◆ Written tasks
A – Rewrite the court opinion starting with "The pleadings are" and going on through "issues thus joined.", putting "collision" in place of "accident".
B – According to the court opinion, who argued the cause for the appellant?

Opinion filed April 9, 1955.
SYLLABUS BY THE COURT
AUTOMOBILES — Injury to Pedestrian — General Verdict — Evidence to Support — Question of Negligence for Jury. In an action to recover damages from a public carrier for personal injuries sustained by a pedestrian, as the result of a collision with a motor bus, while crossing a street intersection the record is examined, and it is held, (1) defendant's negligence was established by sufficient substantial competent evidence to support the findings of fact as to negligence and the general verdict; and (2) under the evidence the question whether plaintiff was guilty of negligence precluding his recovery was a question of fact and properly submitted to the jury for decision.
Appeal from Sedgwick district court, division No. 4; GEORGE AUSTIN BROWN, judge. Opinion filed April 9, 1955. Affirmed.
Robert N. Partridge, of Wichita, argued the cause, and George B. Powers, Samuel E. Bartlett, Carl T. Smith, John F. Eberhardt, Stuart R. Carter, Robert C. Foulston, Malcolm Miller, and Robert M. Siefkin, all of Wichita, were with him on the briefs for the appellant. Lewin E. Timmerman, of Wichita, argued the cause, and Harold L. Blake, of Wichita, was with him on the briefs for the appellee.
The opinion of the court was delivered by
This was an action to recover damages from a public carrier for personal injuries sustained by a pedestrian as the result of a collision with a motor bus while crossing a street intersection. The cause was tried by a jury which returned a general verdict for plaintiff along with answers to special questions. Following the overruling of post trial motions the trial court approved the verdict and rendered judgment thereon. The defendant appeals.
The pleadings are not involved and for that reason all that need be said respecting them is that each party charges that negligence on the part of the other was the proximate and legal cause of the accident and the case was tried on issues thus joined.
During the course of the trial the defendant demurred to plaintiff's evidence on grounds it failed to show facts sufficient to constitute a cause of action and disclosed plaintiff was guilty of contributory negligence as a matter of law. It also moved for judgment for the same reasons. When these motions were overruled it adduced its evidence.

Location annotation dataset excerpts:
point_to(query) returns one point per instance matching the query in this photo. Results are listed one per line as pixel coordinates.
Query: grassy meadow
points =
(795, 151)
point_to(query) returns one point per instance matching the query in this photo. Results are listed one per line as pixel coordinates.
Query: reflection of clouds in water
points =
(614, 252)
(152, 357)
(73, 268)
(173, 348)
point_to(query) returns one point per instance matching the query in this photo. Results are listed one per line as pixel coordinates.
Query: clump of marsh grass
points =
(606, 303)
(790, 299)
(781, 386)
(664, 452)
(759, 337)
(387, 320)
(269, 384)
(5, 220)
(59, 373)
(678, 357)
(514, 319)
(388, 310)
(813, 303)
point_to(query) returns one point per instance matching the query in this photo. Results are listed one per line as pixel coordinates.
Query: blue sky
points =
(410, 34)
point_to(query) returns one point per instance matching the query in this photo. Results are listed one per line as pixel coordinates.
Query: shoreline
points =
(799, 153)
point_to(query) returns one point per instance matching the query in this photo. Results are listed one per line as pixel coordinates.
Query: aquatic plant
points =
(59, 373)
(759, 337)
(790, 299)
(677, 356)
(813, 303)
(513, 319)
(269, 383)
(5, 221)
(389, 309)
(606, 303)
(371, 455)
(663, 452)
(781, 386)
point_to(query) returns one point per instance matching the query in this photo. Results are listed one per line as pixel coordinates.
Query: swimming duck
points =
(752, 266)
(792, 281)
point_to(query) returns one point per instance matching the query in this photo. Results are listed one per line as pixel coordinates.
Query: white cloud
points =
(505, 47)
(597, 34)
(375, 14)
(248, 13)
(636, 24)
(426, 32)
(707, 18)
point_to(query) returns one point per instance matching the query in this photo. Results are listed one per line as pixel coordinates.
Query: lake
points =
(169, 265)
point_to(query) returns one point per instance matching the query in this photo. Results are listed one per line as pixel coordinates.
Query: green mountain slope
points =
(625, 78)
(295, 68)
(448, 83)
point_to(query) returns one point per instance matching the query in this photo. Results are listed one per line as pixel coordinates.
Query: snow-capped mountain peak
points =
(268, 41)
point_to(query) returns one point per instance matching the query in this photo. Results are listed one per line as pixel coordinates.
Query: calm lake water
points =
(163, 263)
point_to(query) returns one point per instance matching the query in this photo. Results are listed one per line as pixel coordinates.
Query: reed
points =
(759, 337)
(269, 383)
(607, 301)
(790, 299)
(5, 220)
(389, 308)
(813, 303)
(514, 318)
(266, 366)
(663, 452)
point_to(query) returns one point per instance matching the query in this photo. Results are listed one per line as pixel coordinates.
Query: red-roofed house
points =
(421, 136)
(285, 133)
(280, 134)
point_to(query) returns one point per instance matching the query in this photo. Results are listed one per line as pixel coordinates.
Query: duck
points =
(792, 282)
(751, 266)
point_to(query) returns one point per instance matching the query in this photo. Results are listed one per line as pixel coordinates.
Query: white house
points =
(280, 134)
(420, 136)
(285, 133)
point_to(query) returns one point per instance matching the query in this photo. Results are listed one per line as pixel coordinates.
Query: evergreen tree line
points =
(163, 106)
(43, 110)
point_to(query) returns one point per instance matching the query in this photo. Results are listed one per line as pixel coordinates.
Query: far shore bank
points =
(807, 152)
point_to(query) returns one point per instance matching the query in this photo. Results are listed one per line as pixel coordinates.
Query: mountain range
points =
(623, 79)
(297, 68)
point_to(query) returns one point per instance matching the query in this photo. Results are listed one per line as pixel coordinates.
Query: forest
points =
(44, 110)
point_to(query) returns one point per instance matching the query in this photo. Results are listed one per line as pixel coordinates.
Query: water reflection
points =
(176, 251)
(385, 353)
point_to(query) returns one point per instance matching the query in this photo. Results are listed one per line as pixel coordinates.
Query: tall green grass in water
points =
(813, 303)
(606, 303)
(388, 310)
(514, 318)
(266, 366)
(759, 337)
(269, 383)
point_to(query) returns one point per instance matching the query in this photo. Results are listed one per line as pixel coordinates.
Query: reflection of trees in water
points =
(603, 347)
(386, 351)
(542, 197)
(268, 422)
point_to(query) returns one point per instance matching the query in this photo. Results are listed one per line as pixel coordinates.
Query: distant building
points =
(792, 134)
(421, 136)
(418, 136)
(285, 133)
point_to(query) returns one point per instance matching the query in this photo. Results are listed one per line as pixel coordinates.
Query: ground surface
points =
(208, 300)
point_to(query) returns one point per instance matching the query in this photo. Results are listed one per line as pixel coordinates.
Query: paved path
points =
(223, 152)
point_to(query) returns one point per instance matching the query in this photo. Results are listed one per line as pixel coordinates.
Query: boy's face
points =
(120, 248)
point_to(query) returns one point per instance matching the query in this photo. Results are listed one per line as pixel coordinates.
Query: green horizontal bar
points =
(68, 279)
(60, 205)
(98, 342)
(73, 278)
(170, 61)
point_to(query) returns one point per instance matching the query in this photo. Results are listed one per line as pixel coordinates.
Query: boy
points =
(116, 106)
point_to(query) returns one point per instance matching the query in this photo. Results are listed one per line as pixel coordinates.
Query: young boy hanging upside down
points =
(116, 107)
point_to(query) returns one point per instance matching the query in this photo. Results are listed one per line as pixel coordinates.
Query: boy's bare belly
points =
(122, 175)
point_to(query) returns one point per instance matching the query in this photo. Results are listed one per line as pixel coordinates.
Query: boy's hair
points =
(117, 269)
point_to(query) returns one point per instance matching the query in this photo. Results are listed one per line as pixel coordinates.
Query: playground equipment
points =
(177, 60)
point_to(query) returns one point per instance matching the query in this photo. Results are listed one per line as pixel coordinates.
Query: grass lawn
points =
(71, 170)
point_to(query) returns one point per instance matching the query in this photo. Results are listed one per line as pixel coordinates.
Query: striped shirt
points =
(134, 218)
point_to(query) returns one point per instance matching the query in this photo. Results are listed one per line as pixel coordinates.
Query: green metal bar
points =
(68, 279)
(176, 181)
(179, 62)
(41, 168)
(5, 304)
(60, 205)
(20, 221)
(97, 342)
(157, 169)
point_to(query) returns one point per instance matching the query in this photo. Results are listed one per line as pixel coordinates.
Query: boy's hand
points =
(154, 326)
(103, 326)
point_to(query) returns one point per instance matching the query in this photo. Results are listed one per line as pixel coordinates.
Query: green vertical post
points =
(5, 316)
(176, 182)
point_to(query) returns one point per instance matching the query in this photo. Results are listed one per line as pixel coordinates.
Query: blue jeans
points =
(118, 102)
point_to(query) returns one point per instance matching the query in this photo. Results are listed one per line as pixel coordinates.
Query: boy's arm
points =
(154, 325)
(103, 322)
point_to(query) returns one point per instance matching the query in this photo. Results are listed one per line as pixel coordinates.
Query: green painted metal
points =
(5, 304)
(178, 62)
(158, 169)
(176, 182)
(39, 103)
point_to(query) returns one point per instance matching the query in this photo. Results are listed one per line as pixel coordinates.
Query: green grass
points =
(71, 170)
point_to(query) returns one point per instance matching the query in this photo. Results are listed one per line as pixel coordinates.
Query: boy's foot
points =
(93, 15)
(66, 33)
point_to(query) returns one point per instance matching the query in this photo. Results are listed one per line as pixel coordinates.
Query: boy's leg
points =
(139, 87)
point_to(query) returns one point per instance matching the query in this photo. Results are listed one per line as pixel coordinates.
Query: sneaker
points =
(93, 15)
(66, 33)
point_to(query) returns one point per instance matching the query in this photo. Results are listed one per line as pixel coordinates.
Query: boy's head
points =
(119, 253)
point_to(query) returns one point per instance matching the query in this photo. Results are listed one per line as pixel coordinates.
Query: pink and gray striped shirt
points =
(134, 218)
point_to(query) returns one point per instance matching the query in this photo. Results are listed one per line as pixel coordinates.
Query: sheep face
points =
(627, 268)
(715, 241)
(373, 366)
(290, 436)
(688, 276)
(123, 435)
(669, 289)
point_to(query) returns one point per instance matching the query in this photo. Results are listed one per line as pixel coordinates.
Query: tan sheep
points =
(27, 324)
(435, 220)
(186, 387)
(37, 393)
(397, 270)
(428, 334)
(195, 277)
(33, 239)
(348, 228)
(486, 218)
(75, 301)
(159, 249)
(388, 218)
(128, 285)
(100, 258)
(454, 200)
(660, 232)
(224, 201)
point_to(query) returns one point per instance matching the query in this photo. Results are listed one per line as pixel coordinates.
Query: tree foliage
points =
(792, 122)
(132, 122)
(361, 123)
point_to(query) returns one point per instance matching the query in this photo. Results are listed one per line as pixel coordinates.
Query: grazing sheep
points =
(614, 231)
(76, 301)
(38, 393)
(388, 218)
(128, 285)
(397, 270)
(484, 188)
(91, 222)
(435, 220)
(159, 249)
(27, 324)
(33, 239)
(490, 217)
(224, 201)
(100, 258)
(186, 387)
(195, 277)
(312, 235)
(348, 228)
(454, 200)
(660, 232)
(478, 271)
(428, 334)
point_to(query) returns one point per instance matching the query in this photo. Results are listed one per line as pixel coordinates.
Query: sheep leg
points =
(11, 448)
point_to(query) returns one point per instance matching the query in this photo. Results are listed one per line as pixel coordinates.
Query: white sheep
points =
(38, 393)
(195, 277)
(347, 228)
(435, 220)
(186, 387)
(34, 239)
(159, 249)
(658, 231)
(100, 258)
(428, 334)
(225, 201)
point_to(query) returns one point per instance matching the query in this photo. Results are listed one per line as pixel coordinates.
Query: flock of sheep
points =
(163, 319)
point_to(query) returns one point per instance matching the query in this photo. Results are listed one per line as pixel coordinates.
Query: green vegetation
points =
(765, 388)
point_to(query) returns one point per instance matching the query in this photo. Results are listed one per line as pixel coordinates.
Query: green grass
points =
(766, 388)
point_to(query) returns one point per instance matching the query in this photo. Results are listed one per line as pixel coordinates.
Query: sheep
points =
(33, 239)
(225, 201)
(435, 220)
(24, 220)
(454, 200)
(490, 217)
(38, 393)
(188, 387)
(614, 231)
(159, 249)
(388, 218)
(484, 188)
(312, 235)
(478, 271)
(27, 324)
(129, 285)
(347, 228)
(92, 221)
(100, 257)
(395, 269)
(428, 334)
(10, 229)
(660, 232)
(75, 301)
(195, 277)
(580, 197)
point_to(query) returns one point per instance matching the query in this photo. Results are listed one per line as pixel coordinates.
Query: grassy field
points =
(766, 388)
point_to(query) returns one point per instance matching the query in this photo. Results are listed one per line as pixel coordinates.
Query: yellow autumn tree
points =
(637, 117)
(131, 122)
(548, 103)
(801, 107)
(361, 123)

◆ Outputs for the tasks
A –
The pleadings are not involved and for that reason all that need be said respecting them is that each party charges that negligence on the part of the other was the proximate and legal cause of the collision and the case was tried on issues thus joined.

B – Robert N. Partridge, of Wichita.